Posted by brotherkenny4 | Report as abusive

‘innovation’ is a corporate buzzword, implying that you can devise a method of production that requires far fewer employees, yet establishes firm control over the remaining staff…….and reduces freedom of choice for the customer.

it’s a buzzword with undertones that suggest you can assert dominance over others….and reap benefits from that

Posted by Robertla | Report as abusive

America still has a great deal of innovation, even though it is far less than say 2 decades ago. But commercially successful innovations can only deliver so much. They cannot solve problems caused by cultural and management recklessness.

The main troubles of America are caused by:
1) Going into debt far far beyond any ability to repay. Worse, cannot help but increase debt to infinity.
2) An unbalanced public and private economy. Where the public side just spend far beyond revenue, racked up trillions of debt and cannot stop for fear of civil unrest. And the private side squeeze profit not from innovation or other sound methods, but by squeezing labor to the point of collapsing an entire class of people. American capitalism forgot that the purpose of capitalism is to benefit people, not money.

These problems are not solved by innovations of any kind. They are cultural, and can only be solved by fundamental societal reform. As they say in history, reform now under some reasonable control, or reform later and call it a civil war.

Posted by TomKi | Report as abusive

Cars have brakes so they don’t break.
“Well into their 70′s, many people are vibrant and mobile.”
Thanks Yoda.

» Task details
Give the username of each poster in the comment thread. The listing that follows comes from a separate source unrelated to the comment thread.

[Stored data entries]

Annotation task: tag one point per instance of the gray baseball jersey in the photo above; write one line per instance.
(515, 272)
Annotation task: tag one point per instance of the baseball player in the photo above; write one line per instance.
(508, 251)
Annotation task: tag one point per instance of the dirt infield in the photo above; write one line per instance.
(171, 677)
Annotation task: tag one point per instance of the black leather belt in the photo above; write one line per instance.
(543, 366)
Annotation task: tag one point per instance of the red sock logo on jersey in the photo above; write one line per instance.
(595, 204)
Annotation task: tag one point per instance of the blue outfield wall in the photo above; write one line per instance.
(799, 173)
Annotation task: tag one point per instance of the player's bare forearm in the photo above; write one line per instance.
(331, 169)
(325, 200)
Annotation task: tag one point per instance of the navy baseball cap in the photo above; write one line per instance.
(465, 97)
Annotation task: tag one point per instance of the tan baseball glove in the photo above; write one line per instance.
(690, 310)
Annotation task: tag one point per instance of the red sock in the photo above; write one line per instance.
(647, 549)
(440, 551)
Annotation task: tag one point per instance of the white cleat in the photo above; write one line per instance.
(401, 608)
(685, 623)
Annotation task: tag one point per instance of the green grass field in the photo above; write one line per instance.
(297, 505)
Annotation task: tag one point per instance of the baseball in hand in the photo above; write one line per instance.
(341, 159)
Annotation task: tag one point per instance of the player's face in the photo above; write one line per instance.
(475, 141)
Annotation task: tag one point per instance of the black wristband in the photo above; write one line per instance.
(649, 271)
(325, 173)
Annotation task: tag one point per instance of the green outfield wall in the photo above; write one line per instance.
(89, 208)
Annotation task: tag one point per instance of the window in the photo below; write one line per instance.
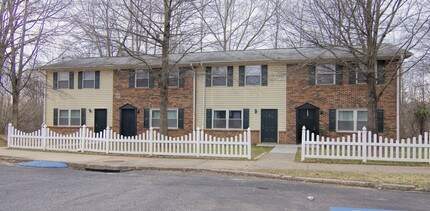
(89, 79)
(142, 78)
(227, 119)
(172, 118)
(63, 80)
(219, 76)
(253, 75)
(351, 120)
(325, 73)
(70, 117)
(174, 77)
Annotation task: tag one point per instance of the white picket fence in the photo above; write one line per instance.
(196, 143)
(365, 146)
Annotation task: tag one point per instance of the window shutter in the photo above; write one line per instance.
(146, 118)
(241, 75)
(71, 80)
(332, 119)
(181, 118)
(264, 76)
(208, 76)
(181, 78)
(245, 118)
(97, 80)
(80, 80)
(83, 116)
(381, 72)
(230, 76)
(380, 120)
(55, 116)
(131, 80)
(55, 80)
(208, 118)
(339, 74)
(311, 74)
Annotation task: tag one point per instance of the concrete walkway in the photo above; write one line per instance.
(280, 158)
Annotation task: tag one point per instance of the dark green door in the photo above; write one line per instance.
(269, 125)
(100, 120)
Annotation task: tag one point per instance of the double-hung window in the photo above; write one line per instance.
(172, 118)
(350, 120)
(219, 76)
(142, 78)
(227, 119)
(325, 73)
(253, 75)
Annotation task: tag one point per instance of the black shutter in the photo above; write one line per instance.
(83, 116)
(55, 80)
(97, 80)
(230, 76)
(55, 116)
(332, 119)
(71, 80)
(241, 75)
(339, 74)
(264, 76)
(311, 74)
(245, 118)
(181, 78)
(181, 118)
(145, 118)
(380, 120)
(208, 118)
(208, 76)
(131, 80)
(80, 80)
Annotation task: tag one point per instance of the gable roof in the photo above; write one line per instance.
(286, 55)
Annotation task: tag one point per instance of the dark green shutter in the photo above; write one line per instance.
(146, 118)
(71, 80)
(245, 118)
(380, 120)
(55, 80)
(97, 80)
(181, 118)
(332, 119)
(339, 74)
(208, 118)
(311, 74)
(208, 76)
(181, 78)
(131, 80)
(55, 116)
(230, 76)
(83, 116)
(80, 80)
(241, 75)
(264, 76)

==

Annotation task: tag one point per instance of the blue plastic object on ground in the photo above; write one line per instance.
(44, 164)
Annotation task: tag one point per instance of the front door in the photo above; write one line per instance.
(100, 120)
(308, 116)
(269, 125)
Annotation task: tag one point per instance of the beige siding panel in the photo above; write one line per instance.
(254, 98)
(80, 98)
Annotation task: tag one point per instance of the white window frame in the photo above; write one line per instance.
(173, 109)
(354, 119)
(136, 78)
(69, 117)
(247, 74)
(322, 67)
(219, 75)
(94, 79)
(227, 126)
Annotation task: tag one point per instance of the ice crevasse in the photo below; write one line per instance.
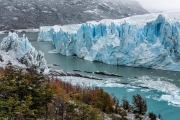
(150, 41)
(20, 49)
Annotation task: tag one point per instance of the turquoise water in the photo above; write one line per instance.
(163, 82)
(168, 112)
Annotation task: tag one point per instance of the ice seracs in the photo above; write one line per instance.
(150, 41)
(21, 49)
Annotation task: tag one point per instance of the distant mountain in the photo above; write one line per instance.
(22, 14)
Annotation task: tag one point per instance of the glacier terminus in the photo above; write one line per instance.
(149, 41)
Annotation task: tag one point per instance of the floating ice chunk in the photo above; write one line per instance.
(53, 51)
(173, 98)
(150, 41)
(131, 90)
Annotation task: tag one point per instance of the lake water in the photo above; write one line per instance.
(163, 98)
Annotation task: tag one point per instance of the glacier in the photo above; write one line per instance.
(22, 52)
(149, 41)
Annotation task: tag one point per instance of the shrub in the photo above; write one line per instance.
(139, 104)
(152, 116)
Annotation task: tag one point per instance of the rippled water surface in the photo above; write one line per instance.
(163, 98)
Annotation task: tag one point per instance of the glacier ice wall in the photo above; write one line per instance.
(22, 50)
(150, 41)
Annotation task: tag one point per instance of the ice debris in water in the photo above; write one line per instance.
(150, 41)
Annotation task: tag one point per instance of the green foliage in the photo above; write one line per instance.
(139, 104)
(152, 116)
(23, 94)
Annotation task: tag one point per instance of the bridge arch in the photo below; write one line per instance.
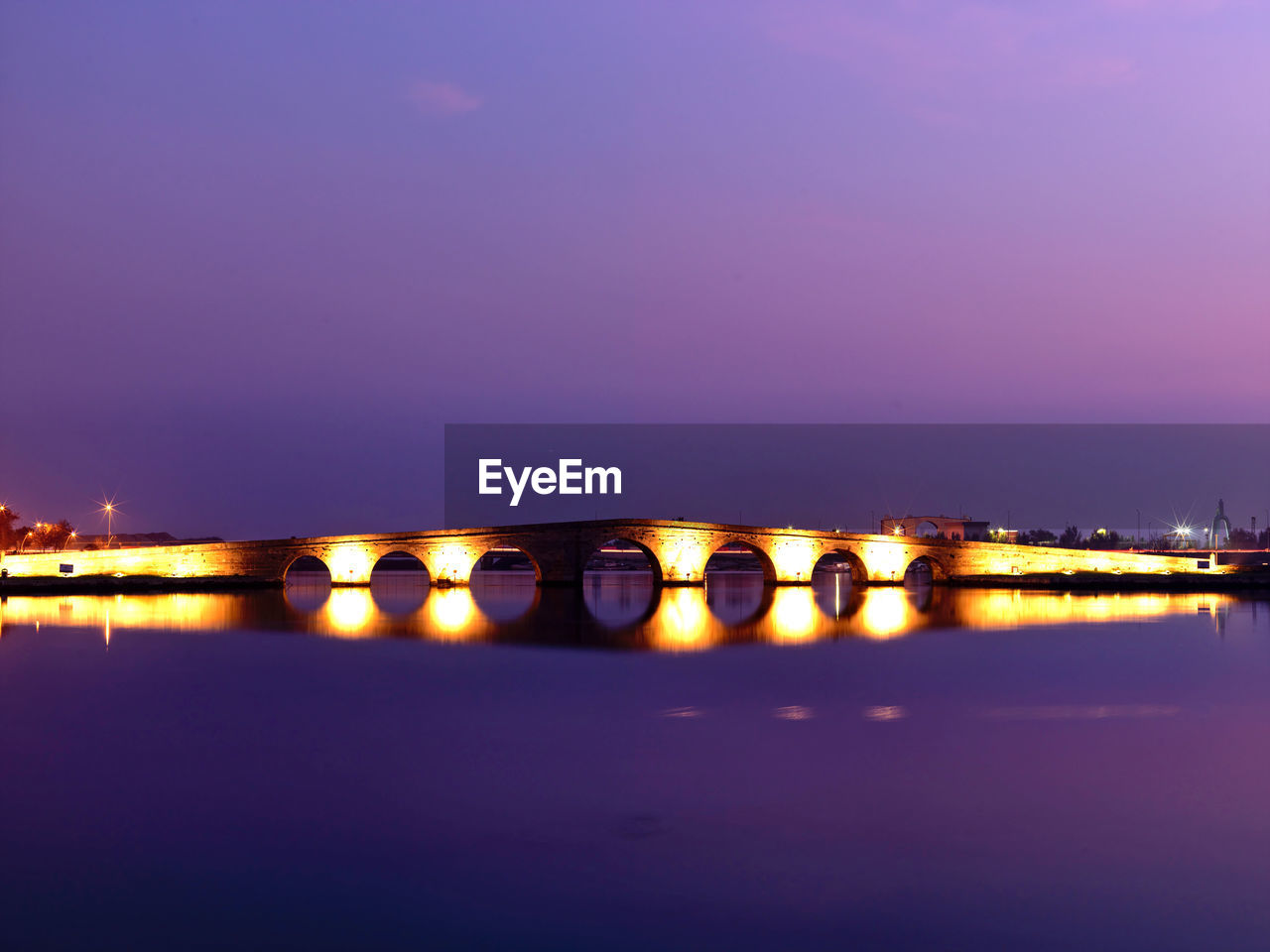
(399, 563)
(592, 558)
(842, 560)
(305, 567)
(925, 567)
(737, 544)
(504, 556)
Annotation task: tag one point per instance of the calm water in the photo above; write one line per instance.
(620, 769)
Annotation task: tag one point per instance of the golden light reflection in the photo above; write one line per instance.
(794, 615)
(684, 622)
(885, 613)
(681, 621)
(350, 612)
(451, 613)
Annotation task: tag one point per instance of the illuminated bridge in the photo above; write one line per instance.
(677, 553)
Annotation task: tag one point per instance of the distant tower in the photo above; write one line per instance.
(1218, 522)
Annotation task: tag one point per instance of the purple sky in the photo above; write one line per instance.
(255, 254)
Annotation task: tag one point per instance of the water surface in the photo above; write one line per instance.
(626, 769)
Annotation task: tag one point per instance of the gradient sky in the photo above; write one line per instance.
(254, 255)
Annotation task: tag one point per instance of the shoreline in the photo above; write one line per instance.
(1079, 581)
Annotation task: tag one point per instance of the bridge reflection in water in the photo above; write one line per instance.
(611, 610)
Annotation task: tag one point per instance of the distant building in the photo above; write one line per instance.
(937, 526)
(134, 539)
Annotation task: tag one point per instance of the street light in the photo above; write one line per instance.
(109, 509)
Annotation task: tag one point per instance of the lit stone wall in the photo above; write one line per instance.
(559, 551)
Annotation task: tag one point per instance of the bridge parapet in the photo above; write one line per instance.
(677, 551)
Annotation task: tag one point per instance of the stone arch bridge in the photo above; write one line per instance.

* * *

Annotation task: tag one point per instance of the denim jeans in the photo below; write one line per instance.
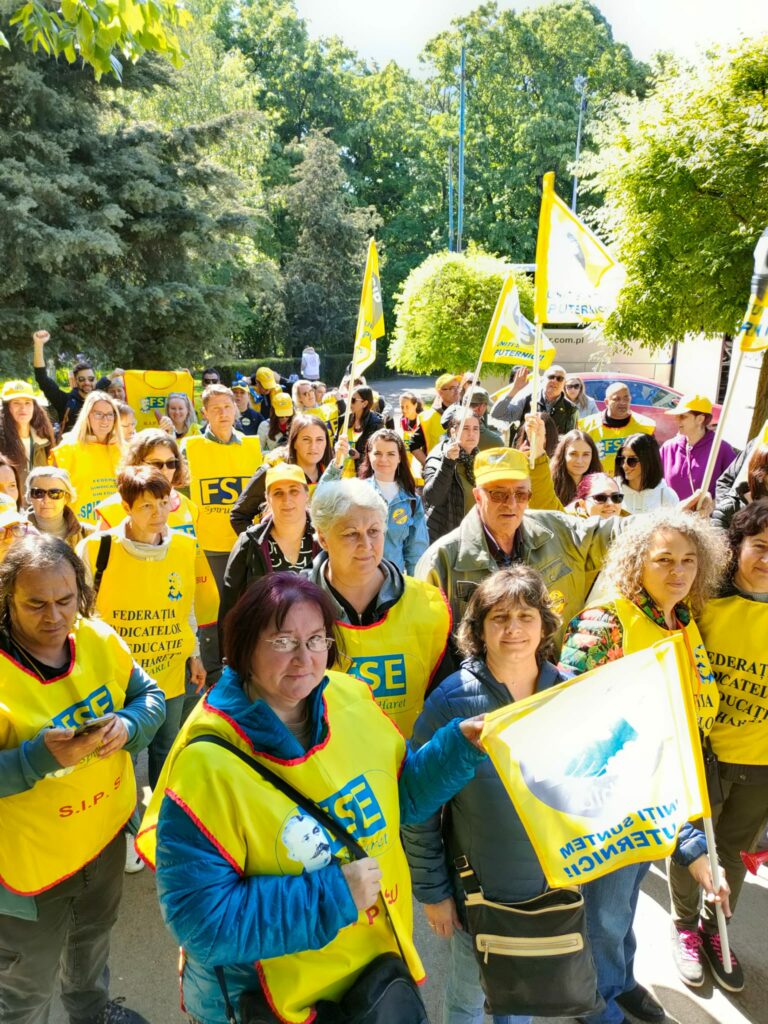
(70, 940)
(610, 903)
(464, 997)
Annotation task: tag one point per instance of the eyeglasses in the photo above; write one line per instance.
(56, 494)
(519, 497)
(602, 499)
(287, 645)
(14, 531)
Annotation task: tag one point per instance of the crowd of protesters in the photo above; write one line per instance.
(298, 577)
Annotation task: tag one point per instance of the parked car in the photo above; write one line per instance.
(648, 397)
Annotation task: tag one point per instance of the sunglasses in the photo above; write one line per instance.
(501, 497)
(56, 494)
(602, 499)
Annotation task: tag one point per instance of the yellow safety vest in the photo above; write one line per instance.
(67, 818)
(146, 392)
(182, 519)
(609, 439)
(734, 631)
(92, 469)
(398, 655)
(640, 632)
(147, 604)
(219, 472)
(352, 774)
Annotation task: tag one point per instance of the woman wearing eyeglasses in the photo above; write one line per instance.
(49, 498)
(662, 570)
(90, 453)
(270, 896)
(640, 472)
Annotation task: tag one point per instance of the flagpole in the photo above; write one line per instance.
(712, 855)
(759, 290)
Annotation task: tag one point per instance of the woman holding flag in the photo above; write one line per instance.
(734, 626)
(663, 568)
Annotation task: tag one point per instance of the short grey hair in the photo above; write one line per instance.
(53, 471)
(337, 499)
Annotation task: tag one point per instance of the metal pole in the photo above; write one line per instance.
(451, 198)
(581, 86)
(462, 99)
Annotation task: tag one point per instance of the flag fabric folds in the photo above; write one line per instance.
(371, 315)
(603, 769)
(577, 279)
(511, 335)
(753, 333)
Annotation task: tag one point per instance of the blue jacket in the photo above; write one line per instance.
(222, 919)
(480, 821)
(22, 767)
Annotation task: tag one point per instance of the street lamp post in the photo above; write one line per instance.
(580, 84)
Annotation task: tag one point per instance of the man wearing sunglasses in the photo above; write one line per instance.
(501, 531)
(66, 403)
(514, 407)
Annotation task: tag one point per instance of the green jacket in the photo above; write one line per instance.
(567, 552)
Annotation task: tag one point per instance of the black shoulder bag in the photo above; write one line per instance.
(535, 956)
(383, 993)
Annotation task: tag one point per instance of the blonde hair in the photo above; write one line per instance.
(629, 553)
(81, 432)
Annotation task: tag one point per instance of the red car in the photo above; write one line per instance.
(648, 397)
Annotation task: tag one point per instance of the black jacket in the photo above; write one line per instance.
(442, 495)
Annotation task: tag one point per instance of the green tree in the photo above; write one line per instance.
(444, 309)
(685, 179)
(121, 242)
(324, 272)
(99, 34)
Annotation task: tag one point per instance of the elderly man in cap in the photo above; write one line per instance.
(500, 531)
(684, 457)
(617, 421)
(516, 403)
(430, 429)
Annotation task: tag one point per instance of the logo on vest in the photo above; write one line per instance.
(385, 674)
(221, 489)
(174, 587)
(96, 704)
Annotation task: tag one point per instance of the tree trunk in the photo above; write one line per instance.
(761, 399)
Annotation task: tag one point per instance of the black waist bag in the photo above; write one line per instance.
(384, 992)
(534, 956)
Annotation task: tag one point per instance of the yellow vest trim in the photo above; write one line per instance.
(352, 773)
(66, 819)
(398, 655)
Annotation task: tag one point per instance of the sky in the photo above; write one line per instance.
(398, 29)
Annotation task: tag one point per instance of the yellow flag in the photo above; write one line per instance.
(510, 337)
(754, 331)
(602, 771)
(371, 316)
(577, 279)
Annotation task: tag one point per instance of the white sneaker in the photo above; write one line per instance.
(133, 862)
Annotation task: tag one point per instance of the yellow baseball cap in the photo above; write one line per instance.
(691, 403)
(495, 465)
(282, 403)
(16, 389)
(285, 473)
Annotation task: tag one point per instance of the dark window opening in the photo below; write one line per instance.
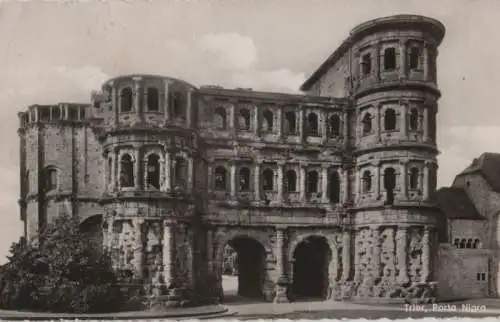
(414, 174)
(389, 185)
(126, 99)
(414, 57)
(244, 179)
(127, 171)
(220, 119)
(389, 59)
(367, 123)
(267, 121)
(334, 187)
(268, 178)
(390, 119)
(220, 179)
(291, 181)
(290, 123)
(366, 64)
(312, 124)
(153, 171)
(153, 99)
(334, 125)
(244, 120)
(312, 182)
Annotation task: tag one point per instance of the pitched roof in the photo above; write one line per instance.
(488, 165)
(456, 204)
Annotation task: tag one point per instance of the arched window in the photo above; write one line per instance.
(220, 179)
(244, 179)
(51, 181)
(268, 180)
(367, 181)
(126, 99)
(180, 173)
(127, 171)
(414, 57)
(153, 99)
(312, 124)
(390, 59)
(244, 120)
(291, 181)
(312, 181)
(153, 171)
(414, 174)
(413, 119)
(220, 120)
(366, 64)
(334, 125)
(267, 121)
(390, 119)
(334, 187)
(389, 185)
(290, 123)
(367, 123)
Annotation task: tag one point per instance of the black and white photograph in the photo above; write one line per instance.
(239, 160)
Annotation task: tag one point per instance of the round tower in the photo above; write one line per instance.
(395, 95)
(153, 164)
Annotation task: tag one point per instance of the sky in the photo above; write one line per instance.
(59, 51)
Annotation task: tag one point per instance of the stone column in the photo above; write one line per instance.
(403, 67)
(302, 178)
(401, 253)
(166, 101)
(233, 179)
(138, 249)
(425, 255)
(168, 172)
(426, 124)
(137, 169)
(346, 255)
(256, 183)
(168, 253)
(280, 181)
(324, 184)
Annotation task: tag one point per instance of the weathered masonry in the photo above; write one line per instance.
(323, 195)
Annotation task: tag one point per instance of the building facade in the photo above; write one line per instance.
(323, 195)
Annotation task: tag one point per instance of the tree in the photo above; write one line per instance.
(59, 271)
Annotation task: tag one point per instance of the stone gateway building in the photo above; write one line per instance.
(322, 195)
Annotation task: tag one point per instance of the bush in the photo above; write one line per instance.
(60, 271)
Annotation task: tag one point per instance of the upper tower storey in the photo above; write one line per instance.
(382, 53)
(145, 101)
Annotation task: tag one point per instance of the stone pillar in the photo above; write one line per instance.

» Solution to this task
brotherkenny4, Robertla, TomKi